▶ Pointing records

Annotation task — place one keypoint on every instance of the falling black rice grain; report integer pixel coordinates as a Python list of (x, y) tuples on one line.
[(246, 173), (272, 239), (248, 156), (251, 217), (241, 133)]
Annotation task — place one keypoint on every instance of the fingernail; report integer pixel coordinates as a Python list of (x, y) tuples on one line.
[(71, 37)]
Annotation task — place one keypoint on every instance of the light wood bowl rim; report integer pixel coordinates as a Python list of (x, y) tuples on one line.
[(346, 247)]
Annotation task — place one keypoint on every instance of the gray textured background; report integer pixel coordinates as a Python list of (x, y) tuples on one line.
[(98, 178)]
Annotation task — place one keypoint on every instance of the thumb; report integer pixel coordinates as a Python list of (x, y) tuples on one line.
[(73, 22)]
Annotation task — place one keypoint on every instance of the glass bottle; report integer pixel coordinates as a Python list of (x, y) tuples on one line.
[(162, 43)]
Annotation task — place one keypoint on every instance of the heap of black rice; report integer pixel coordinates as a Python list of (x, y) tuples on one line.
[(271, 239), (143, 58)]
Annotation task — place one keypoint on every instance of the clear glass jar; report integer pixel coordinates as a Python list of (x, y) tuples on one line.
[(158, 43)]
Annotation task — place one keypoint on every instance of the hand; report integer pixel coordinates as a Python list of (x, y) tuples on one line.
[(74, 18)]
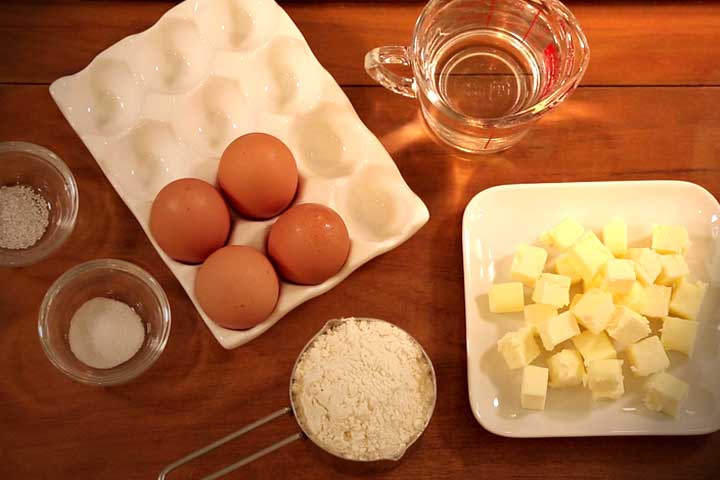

▶ Your objective
Render every item above as a numbered list, omitting blank lines and leaving the pictures out.

▶ Exercise result
1. Annotation task — place one keypoint on every instance of the falling black rice grain; report integer pixel coordinates as a Python list of (x, y) tuples on one line.
2. [(246, 173), (272, 239), (248, 156), (251, 217), (241, 133)]
3. Annotation task — place one keypoint on every instance of the fingernail; report integer pixel coordinates as a Python list of (x, y) tuples on one line.
4. [(71, 37)]
5. Annotation task — place one keypoint on every instance of the light wood bowl rim; report integer pixel coordinates as a Python list of (x, y) tuples on one line.
6. [(346, 247)]
7. Annotation task — place one keypoint on every instance of the gray textured background; report integer pixel coordinates as a Python list of (x, y) tuples on one line.
8. [(98, 178)]
9. Annotation task — place one keypoint on every instance of the thumb; report integer pixel coordinates as a Python list of (x, y) tuples on one line.
10. [(73, 22)]
11. Annotation task — place one keypoint on every instance of the glass bottle; report integer pixel coordinates as a Python list of (x, y) tuples on one line.
12. [(162, 43)]
13. Annotation task — place one keypoint on every instance of the heap of black rice; report integer pixel coordinates as a Python list of (x, y) tuples on one line.
14. [(271, 239), (143, 58)]
15. Annotation task — place one keypoint on every instance of the clear glass jar; report integer pixel coordinates as a Python list of (x, y) tuples on one line.
16. [(158, 43)]
17. Annotation task — place one keypoint on every instance of the hand; report integer pixel coordinates as a Python list of (x, y) tuples on one line.
18. [(74, 18)]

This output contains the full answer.